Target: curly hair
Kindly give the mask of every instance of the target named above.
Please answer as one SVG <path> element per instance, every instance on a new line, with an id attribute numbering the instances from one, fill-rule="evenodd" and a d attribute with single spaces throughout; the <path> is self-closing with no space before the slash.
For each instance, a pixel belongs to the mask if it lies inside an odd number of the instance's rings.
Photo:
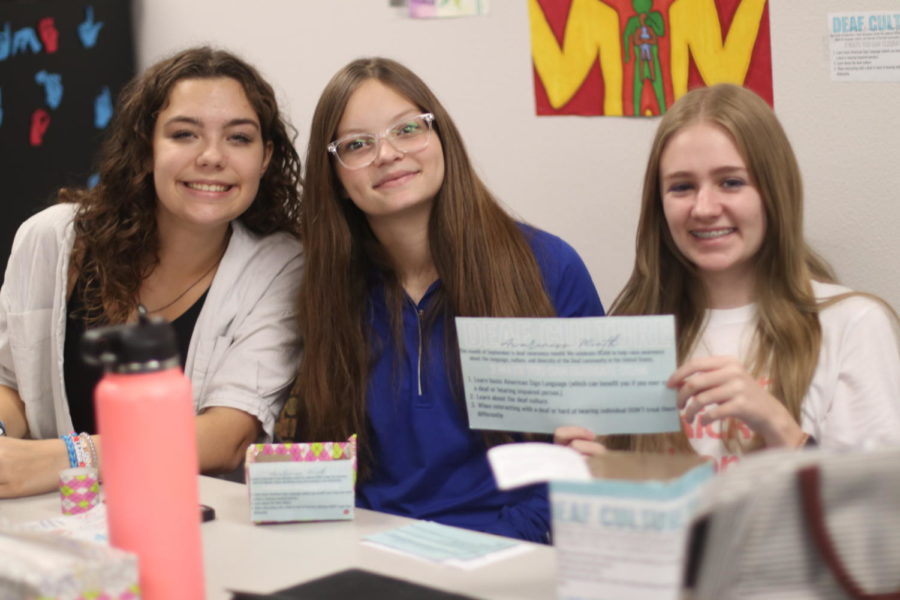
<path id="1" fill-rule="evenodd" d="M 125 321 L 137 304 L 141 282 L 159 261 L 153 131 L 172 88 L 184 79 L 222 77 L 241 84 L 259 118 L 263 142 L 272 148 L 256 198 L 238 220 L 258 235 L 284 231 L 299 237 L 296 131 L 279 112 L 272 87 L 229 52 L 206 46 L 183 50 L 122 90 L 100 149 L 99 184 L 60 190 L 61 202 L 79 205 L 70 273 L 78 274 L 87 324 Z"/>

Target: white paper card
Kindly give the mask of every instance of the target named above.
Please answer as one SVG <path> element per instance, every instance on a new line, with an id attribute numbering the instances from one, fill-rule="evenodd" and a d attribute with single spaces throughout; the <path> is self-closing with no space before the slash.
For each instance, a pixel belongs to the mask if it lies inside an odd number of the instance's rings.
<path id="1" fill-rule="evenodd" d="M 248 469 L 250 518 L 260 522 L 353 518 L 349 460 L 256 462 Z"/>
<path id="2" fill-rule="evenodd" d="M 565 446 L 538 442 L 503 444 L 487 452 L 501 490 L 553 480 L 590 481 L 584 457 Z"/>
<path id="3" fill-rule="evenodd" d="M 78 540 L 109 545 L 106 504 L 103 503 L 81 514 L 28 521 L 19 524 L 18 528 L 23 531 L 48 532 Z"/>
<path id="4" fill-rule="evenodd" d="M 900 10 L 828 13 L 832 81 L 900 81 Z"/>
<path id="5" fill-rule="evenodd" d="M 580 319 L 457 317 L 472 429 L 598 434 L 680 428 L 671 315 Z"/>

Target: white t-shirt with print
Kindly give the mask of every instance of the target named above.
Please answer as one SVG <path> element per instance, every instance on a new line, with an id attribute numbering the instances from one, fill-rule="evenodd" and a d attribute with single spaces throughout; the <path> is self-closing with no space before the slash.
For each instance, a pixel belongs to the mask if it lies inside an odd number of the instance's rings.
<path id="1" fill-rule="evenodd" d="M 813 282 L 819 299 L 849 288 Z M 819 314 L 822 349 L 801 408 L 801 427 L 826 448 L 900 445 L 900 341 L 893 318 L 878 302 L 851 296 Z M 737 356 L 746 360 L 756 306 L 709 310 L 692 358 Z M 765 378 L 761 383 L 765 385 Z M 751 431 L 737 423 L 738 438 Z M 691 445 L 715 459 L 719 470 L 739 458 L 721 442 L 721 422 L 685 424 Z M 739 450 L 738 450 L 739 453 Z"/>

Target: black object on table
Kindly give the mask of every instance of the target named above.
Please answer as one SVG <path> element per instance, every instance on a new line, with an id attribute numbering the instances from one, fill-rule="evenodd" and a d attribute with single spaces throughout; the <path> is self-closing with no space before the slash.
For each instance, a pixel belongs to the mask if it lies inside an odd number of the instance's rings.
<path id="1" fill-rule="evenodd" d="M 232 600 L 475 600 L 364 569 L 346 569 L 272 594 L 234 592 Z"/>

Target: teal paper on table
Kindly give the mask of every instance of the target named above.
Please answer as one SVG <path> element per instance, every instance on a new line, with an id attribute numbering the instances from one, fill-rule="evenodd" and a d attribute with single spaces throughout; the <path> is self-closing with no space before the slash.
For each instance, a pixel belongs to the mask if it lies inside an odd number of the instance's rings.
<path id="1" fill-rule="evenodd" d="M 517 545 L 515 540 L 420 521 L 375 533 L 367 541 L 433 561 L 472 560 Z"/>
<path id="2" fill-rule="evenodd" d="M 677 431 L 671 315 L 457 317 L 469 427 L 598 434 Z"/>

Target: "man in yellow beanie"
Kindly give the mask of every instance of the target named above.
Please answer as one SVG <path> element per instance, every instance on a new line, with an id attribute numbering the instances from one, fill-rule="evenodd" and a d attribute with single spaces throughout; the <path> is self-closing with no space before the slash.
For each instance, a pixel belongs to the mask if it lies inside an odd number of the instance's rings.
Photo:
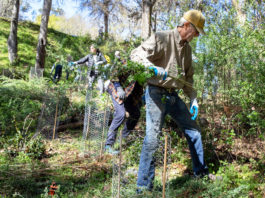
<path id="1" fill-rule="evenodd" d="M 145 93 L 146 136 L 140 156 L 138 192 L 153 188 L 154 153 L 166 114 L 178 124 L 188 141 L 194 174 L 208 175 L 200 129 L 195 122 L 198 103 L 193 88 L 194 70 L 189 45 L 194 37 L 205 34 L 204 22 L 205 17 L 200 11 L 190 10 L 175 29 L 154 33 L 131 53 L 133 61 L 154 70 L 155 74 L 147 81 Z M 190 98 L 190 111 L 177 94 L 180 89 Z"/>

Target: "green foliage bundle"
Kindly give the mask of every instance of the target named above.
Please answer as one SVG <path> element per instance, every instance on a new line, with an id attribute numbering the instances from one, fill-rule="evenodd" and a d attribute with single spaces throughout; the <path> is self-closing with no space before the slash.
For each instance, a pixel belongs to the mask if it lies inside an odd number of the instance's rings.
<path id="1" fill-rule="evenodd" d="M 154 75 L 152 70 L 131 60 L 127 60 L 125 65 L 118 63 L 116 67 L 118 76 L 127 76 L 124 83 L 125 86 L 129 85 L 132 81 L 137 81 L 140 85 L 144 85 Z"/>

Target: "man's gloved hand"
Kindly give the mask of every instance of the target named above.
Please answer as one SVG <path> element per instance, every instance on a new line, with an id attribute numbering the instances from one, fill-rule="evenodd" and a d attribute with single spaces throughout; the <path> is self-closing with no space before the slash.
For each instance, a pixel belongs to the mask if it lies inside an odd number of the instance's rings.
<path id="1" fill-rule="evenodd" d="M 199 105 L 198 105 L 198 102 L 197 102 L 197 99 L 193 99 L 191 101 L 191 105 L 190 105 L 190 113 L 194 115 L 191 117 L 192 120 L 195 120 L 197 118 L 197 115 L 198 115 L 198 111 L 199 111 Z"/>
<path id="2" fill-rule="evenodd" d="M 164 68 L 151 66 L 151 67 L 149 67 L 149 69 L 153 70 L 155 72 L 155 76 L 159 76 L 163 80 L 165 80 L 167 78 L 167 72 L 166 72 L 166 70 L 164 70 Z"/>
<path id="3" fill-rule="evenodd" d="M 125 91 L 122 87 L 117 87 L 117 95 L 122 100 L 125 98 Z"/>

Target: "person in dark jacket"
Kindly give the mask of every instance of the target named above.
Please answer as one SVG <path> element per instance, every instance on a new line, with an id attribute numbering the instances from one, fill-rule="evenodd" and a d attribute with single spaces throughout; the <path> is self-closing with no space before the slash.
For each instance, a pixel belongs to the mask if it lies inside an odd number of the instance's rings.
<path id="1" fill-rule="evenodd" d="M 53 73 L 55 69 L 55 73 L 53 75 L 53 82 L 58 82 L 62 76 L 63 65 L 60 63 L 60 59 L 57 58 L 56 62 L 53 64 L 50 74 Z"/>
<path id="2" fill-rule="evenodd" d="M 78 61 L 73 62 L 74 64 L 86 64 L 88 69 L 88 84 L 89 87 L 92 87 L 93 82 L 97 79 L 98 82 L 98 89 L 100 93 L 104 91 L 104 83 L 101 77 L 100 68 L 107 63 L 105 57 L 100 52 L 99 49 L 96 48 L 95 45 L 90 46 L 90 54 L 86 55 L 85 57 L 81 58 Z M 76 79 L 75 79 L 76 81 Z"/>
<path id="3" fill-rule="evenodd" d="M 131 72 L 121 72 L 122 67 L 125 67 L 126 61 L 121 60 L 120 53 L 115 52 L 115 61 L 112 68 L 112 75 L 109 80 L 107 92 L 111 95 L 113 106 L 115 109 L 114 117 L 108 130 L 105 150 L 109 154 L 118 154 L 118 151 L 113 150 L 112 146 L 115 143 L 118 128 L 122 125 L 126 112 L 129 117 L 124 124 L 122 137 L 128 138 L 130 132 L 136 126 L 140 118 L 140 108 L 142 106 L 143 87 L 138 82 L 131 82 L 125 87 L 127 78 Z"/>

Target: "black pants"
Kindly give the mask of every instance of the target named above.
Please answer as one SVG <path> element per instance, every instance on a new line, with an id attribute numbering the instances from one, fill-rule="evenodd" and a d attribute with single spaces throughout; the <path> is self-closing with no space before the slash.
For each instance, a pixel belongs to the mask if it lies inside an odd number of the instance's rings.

• _About this task_:
Whenever a line of the data holds the string "paper", pick that line out.

• _Task result_:
Target: white paper card
Target: teal paper on table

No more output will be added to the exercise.